2 Où pratique-t-il des raccourcis pratiques pour masquer le décalage entre  Emmanuel Macron et la droite ?

La question est de savoir si le modèle idéologique du macronisme et son bilan sont compatibles avec ce qu’attend l’électorat de droite. Cet électorat de droite se retrouve-t-il dans le discours de la table rase selon lequel il n’existe pas de culture française, la colonisation constitue un crime contre l’humanité, l’histoire de France doit être déconstruite ? La droite est-elle convertie à la « PMA sans père » remboursée par la sécurité sociale et l’interruption médicale de grossesse à neuf mois de grossesse pour « détresse psycho-sociale » ? Quant au bilan, il n’est pas évident que la droite puisse se satisfaire d’une dette publique qui est passée en quatre ans de 98 à 116% du PIB. Car ce sont nos enfants qui paieront par leurs impôts les conséquences de cette explosion de la dette. Cette vertigineuse augmentation de la dette qu’il faudra bien rembourser signe le caractère socialiste d’une politique. Dette covid-19, dira-t-on ? Une étude récente (Euler-Hermès) souligne que l’Allemagne aura remboursé la sienne dès 2028 alors que la France, avec son « quoi qu’il en coûte », mettra 67 ans à y parvenir… L’Allemagne aurait-elle moins bien géré pour autant la crise sanitaire ? Certainement pas : elle compte 1043 morts pour un million d’habitants contre 1635 pour la France…

  • Pourquoi plus personne n’est-il vraiment capable de donner une définition de ce qu’est la droite ?

La notion de droite a considérablement évolué dans l’histoire. La nation était jusqu’au XXe siècle une notion de gauche avant de basculer plutôt à droite au XXe siècle. Les notions de liberté ou de peuple aussi étaient des valeurs nettement de gauche alors qu’elles sont plutôt revendiquées par la droite aujourd’hui. La définition de la droite est donc relative, liée aux circonstances d’une époque et non pas absolue. Dès lors, c’est aux hommes de droite, par opposition à la gauche y compris au macronisme, de définir ce qu’ils veulent être aujourd’hui et ce qu’ils veulent faire. Parler d’autorité, de sécurité et d’immigration est certes important mais ne suffit absolument pas. Les hommes de droite devraient s’emparer du thème de la refondation de la démocratie française : après dix ans de hollando-macronisme qui n’ont cessé de s’enfoncer dans le mépris des « sans dents » aux « Gaulois réfractaires », comment replacer le peuple au centre du destin de la France ? Alors que l’Assemblée nationale est suspendue de fait par la soumission totale à l’Elysée, l’usage systématique des ordonnances et l’état d’urgence sanitaire, comment rétablir une démocratie parlementaire digne de ce nom et une authentique démocratie référendaire ? Et ainsi combattre la fracture démocratique et restaurer la confiance ? Tel est l’enjeu fondamental qui conditionne tous les autres.
..........
Répondez à ces questions sur l'extrait consacré à la droite et au macronisme :
1. Selon l'extrait, de quel pourcentage à quel pourcentage du PIB la dette publique est-elle passée, et sur combien d'années ?
2. Combien de morts pour un million d'habitants l'extrait indique-t-il pour l'Allemagne et pour la France ?
3. Quels trois facteurs l'extrait cite-t-il comme suspendant de fait l'Assemblée nationale ?
Appuyez-vous exclusivement sur l'extrait.

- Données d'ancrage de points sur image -
..........
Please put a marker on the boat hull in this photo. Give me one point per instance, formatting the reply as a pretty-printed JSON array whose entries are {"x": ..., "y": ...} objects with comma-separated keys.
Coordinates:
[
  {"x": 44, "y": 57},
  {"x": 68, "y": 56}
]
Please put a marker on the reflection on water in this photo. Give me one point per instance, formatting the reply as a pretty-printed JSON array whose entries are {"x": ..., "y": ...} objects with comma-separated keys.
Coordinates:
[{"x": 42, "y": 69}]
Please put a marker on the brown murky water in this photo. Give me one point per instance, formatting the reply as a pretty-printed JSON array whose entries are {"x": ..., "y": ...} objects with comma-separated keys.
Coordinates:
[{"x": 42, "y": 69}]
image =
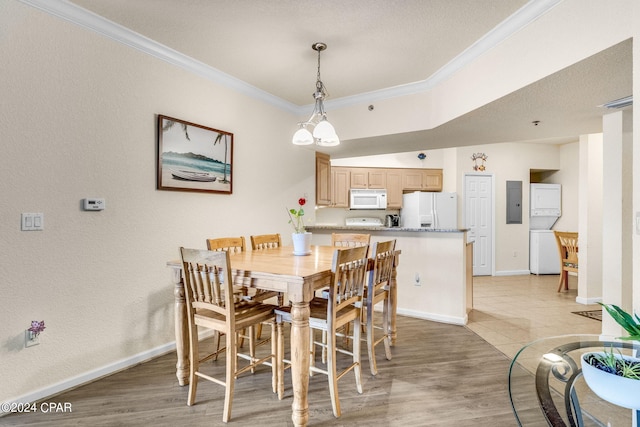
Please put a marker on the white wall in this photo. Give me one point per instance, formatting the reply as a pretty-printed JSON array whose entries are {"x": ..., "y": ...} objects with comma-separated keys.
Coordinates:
[
  {"x": 79, "y": 120},
  {"x": 508, "y": 162}
]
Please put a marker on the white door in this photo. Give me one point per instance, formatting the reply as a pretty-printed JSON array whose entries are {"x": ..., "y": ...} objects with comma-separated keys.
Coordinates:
[{"x": 478, "y": 208}]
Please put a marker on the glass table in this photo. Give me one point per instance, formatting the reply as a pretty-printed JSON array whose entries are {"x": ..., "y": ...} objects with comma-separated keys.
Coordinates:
[{"x": 546, "y": 387}]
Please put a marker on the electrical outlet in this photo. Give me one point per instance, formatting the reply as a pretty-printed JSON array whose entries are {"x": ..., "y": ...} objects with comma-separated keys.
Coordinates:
[{"x": 31, "y": 339}]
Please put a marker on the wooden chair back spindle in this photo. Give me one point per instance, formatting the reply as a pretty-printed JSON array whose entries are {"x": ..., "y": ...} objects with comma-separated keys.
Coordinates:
..........
- Réponse -
1. De 98 % à 116 % du PIB, en quatre ans.
2. 1043 pour l'Allemagne et 1635 pour la France.
3. La soumission totale à l'Elysée, l'usage systématique des ordonnances et l'état d'urgence sanitaire.